Data listing:
-*-

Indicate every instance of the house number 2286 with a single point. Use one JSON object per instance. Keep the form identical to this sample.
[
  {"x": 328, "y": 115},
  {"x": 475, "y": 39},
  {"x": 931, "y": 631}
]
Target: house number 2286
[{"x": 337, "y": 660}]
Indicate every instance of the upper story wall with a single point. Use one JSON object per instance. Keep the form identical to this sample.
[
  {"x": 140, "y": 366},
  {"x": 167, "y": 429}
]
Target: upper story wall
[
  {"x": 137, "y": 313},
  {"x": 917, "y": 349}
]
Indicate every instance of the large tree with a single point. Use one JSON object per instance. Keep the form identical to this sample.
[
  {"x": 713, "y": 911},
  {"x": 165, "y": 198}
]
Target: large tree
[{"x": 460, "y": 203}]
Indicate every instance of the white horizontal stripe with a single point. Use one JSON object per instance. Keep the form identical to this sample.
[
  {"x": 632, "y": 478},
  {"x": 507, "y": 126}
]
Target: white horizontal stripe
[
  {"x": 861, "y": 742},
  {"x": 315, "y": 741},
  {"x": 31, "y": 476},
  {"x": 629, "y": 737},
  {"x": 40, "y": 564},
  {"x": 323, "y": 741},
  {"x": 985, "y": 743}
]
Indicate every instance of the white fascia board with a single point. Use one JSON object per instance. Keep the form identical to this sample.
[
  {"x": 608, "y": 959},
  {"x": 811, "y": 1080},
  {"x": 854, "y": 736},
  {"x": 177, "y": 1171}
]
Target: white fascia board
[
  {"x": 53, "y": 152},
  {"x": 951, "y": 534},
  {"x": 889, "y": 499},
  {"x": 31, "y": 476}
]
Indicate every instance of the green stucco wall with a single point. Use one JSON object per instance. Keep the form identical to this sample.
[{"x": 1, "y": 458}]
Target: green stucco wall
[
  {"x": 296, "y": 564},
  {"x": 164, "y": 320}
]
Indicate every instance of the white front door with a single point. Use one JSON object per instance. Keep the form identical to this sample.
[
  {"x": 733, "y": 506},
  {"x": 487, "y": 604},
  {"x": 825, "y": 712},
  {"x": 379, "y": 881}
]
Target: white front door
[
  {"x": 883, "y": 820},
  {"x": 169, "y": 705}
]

-*-

Stated exercise: Copy out every line of the data listing above, covering all items, with no changes at all.

Full output:
Indicate every instance of the house number 2286 with a single point. Use one JSON object per instance. Keep the form identical to this sample.
[
  {"x": 328, "y": 115},
  {"x": 475, "y": 39},
  {"x": 931, "y": 631}
]
Target: house number 2286
[{"x": 337, "y": 660}]
Indicate every instance of the upper story wall with a single point. Use one JSON object per instance. Keep the form identical to this sample.
[
  {"x": 140, "y": 366},
  {"x": 167, "y": 429}
]
Target: upper story wall
[
  {"x": 137, "y": 313},
  {"x": 917, "y": 349}
]
Indicate every instance of the large tree with a single point. Use one JSON object per instance. Keep the form identical to this sample.
[
  {"x": 713, "y": 911},
  {"x": 165, "y": 198}
]
Target: large tree
[{"x": 460, "y": 203}]
Indicate every instance of the white horizontal stripe with a single point. Use one JSON object per instance. Keep the form identical to this sample.
[
  {"x": 632, "y": 478},
  {"x": 507, "y": 126}
]
Target: white horizontal stripe
[
  {"x": 861, "y": 742},
  {"x": 315, "y": 741},
  {"x": 31, "y": 476},
  {"x": 629, "y": 737},
  {"x": 40, "y": 564},
  {"x": 323, "y": 741},
  {"x": 985, "y": 743}
]
Indicate every instance of the white fascia board with a single point. Use one JSON object per instance. Keep the form identical to this sample.
[
  {"x": 608, "y": 959},
  {"x": 811, "y": 1080},
  {"x": 854, "y": 736},
  {"x": 177, "y": 1171}
]
Target: white fascia board
[
  {"x": 53, "y": 152},
  {"x": 951, "y": 534},
  {"x": 889, "y": 499},
  {"x": 31, "y": 476}
]
Indicate every instance of the green stucco wall with a single point. Use one JSON object per instance. Keep the form identical to this sample.
[{"x": 1, "y": 458}]
Target: green stucco wall
[
  {"x": 296, "y": 564},
  {"x": 164, "y": 320}
]
Indicate every instance of the white front door with a single point. Use one JSON object per instance. Keep the form identical to this sample.
[
  {"x": 733, "y": 506},
  {"x": 487, "y": 604},
  {"x": 825, "y": 712},
  {"x": 379, "y": 881}
]
Target: white front door
[
  {"x": 883, "y": 820},
  {"x": 169, "y": 705}
]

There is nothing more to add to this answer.